**Page extract**
Thursday, 22 September 2011

Luis Zerbini

                              Every Jetson Has a Flintstone Inside

Max Wigram Gallery
106 New Bond Street

9TH September- 1st October

 Arriving 10 minutes late in a fluster I ring the buzzer and galumph up to the 2nd floor. As I open the door I hear A click of a camera. My beautiful auburn haired friend has captured me coming in the door. She is grinning like a cat that’s got the cream. I couldn’t have picked a better exhibition for her to see. In the 10 minutes I wasn’t there she has already got the assistants fluttering around her with promises of back rooms and more of Zerbini’s delights. They are put on hold while we view the exhibition together.
Luiz Zerbini has created large scale beautifully lush paintings that you find yourself immersed into. This Brazilian artist is inspired by his personal archive of old objects, photos, texts and souvenirs and has evolved them into the dense environments. In ‘Mamangua Recife’ every inch is a delight to the eye. He plays with colour, light, perspective, realism and fantasy. The foreground becomes the background as your eyes feast upon its glorious lushness. There is a feeling of having arrived in a new land where everything is exciting and fresh. Old shoes mingle with lush vegetation as Bridget Riley like ripples of water dance light onto the modernist buildings. Every part of this painting asks for attention and yet it sits calmly in its own space.

On the other side of the room a table of cast resin vase sculptures contain succulent plants and bones which change as you walk around them, appearing and disappearing, merging into one another. Luis Zerbini asks us ‘when you look at something, you must forget what it is, and, at the same time, you must see inside the thing’.

I am already feeling visually full when an assistant arrives to take us into the back room. Here we see a beautiful Aluminium pigment painting dotted with coloured squares. I feel as if I am looking down from on high at a futuristic game being played out and tactics planned. After seeing more of his white, green and orange collages utilizing old slide mounts, which allude to processing and archiving, I am visually and mentally full to bursting.
As we enter back into the gallery we are greeted by the presence of gallerist Max Wigram languishing against the door frame while two men take his photograph.

**Dataset section**
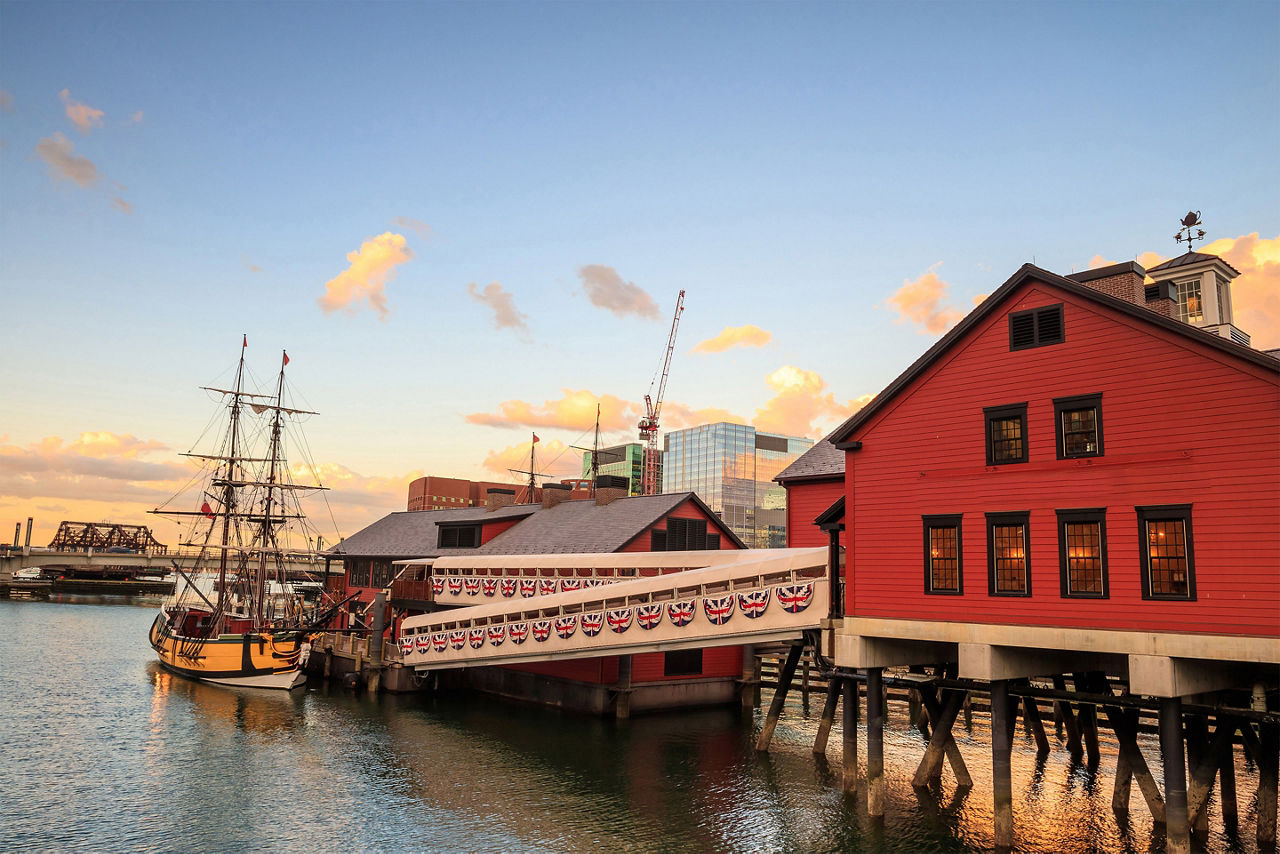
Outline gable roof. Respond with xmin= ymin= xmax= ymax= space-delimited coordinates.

**Exercise tasks**
a – Answer these questions from the exhibition review:
(i) What street address is given for Max Wigram Gallery?
(ii) What do the cast resin vase sculptures on the table contain?
(iii) What do the white, green and orange collages use?
b – From the exhibition review, extract the passage starting with "On the other" and going on through "full to bursting.".
Answer using only the exhibition review, not the data.

**Answers in order**
a –
(i) 106 New Bond Street
(ii) Succulent plants and bones
(iii) Old slide mounts

b –
On the other side of the room a table of cast resin vase sculptures contain succulent plants and bones which change as you walk around them, appearing and disappearing, merging into one another. Luis Zerbini asks us ‘when you look at something, you must forget what it is, and, at the same time, you must see inside the thing’.

I am already feeling visually full when an assistant arrives to take us into the back room. Here we see a beautiful Aluminium pigment painting dotted with coloured squares. I feel as if I am looking down from on high at a futuristic game being played out and tactics planned. After seeing more of his white, green and orange collages utilizing old slide mounts, which allude to processing and archiving, I am visually and mentally full to bursting.